* WHAT NEEDS TO BE DONE
How many lines in the data below contain the word "dark"? Reply with the number alone.

* MATERIAL FOR THIS TASK
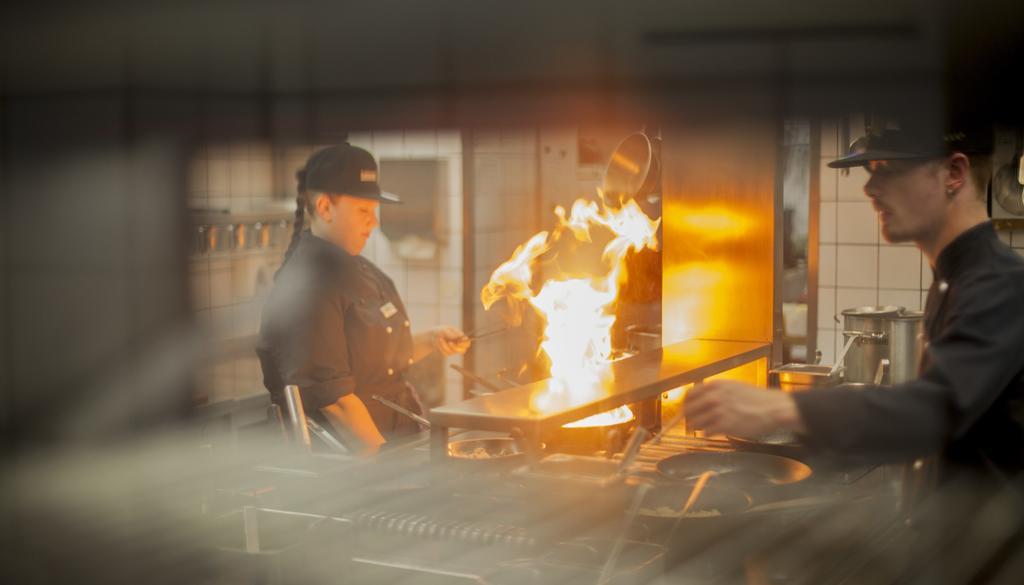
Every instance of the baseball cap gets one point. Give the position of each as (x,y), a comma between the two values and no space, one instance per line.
(344,169)
(914,143)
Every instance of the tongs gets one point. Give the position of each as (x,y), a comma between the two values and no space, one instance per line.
(402,410)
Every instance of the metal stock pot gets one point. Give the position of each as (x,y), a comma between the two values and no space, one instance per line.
(886,340)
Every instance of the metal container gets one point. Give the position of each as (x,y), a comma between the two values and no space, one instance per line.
(882,333)
(793,377)
(905,345)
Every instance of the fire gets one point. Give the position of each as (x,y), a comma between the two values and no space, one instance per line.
(577,311)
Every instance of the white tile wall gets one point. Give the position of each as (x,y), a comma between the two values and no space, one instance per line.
(856,222)
(827,225)
(829,181)
(851,184)
(857,266)
(908,298)
(245,176)
(826,344)
(829,139)
(826,307)
(826,265)
(851,297)
(899,267)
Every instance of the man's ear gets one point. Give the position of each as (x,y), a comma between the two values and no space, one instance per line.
(322,205)
(960,172)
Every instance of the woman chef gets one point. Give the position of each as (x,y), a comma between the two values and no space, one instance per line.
(334,324)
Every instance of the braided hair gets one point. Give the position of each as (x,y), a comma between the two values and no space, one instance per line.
(300,217)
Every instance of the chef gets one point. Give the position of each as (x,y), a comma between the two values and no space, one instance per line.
(967,407)
(334,324)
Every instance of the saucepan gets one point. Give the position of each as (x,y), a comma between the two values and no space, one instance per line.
(734,468)
(494,449)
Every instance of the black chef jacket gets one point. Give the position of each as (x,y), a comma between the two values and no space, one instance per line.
(968,404)
(334,325)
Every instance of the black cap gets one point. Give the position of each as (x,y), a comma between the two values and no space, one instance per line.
(896,143)
(344,169)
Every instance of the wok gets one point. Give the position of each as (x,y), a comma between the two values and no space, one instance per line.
(633,170)
(735,468)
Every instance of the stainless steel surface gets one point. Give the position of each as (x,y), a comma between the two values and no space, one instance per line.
(297,417)
(905,345)
(633,449)
(419,525)
(250,524)
(804,376)
(276,419)
(880,374)
(862,360)
(503,449)
(629,171)
(401,410)
(609,566)
(626,381)
(842,354)
(643,338)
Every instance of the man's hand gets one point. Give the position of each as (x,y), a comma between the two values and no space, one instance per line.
(741,410)
(449,340)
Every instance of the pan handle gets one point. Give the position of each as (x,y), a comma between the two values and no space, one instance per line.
(401,410)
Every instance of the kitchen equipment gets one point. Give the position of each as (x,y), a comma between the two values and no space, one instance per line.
(402,411)
(877,333)
(476,378)
(633,170)
(643,338)
(905,345)
(630,380)
(864,327)
(493,449)
(737,468)
(791,377)
(297,417)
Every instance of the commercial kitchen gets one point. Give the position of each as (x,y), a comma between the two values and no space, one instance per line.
(605,210)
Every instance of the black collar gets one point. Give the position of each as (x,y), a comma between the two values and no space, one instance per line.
(962,252)
(325,249)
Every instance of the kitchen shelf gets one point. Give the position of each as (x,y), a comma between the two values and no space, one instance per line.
(633,379)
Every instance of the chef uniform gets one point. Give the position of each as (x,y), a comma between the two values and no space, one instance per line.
(970,394)
(335,325)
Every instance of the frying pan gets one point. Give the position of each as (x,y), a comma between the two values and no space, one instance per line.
(633,169)
(735,468)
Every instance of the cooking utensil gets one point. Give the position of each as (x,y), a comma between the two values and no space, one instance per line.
(633,169)
(482,333)
(749,469)
(632,449)
(401,410)
(495,449)
(476,378)
(774,439)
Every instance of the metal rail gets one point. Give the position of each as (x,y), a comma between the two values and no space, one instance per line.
(633,379)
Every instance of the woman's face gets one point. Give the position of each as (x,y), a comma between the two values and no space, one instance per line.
(347,220)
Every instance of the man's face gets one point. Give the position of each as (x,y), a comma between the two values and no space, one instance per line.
(352,219)
(908,197)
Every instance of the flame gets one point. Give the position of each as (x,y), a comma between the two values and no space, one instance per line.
(577,311)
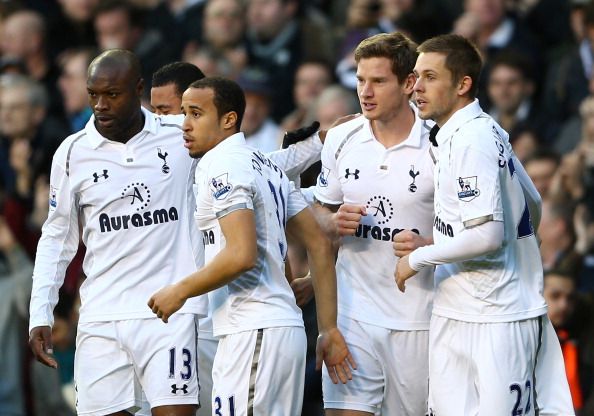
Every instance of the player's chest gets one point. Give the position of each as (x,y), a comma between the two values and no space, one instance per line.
(132,181)
(392,178)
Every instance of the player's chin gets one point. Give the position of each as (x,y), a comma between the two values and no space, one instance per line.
(195,154)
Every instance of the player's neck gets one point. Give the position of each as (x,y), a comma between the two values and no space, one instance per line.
(394,130)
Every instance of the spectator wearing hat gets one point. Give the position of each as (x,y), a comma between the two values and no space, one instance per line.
(258,126)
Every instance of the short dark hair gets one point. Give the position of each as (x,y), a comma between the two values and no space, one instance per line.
(462,57)
(182,74)
(395,46)
(228,96)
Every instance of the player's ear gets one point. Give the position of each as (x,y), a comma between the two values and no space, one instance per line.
(464,85)
(229,120)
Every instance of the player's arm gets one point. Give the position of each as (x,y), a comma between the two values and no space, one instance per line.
(56,248)
(482,216)
(239,255)
(406,241)
(341,220)
(331,347)
(470,243)
(533,198)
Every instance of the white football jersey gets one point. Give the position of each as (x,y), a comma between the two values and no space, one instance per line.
(293,160)
(396,187)
(134,202)
(235,176)
(475,183)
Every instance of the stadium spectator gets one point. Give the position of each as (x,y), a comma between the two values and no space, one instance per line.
(279,37)
(119,24)
(15,290)
(73,85)
(24,37)
(258,126)
(310,79)
(572,314)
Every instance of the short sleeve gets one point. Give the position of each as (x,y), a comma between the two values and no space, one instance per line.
(230,185)
(477,183)
(297,202)
(328,189)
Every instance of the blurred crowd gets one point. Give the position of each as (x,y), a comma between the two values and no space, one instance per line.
(294,59)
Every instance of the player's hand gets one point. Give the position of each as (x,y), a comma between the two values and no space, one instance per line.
(40,341)
(347,218)
(166,302)
(331,348)
(302,289)
(403,272)
(406,241)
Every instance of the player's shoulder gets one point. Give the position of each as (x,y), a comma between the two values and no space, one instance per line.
(478,131)
(65,149)
(169,121)
(344,132)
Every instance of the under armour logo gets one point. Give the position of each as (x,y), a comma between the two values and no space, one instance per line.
(348,173)
(165,167)
(412,187)
(175,389)
(97,176)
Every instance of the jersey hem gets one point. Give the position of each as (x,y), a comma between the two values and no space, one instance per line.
(393,325)
(230,329)
(124,316)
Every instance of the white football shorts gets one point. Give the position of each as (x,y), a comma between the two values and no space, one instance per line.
(260,372)
(494,369)
(392,371)
(115,362)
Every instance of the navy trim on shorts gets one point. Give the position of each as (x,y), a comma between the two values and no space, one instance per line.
(255,360)
(534,402)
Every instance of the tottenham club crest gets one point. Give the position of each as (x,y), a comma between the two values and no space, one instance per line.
(53,199)
(468,188)
(412,187)
(163,157)
(220,186)
(323,178)
(381,208)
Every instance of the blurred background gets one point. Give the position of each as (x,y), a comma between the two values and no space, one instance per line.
(294,60)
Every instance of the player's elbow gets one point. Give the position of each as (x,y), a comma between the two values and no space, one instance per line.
(245,259)
(491,237)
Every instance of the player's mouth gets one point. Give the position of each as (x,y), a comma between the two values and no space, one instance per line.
(187,141)
(368,106)
(104,121)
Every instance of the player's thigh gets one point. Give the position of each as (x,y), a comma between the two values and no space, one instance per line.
(452,379)
(364,393)
(207,349)
(405,356)
(103,372)
(260,372)
(505,360)
(165,357)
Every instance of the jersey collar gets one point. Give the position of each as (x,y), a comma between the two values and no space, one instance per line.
(460,117)
(220,149)
(96,139)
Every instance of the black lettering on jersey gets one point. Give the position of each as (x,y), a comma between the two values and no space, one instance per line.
(379,233)
(443,227)
(116,223)
(259,160)
(208,237)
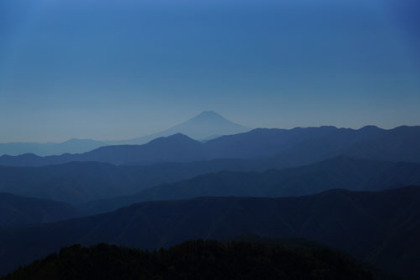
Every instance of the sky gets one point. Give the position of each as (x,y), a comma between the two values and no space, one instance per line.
(119,69)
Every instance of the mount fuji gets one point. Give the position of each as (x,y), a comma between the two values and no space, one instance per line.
(205,126)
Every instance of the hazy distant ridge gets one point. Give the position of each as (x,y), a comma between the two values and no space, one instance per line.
(293,147)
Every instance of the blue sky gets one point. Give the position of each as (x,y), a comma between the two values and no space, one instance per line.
(122,69)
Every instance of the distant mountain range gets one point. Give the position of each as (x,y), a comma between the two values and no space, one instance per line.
(205,126)
(17,210)
(46,149)
(292,147)
(103,187)
(340,172)
(381,228)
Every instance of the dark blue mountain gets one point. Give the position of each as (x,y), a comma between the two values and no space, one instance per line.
(340,172)
(290,147)
(17,210)
(379,227)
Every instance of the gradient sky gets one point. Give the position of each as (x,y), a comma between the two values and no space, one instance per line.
(115,69)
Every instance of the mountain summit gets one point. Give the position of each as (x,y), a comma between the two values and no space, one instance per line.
(204,126)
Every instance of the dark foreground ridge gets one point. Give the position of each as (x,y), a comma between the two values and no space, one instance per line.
(381,228)
(195,260)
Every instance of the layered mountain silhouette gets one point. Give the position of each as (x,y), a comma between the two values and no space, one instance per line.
(46,149)
(17,210)
(379,227)
(339,172)
(205,126)
(292,147)
(117,186)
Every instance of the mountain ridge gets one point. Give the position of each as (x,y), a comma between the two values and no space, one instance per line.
(364,224)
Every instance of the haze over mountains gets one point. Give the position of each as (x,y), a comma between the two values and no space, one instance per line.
(205,126)
(269,182)
(292,147)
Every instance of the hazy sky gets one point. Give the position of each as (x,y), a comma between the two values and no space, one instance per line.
(121,69)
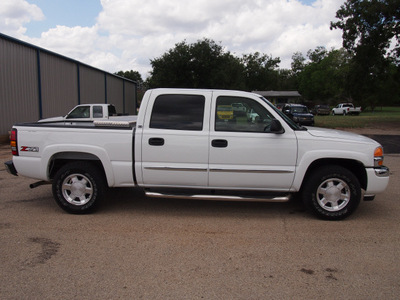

* COMPLETED TASK
3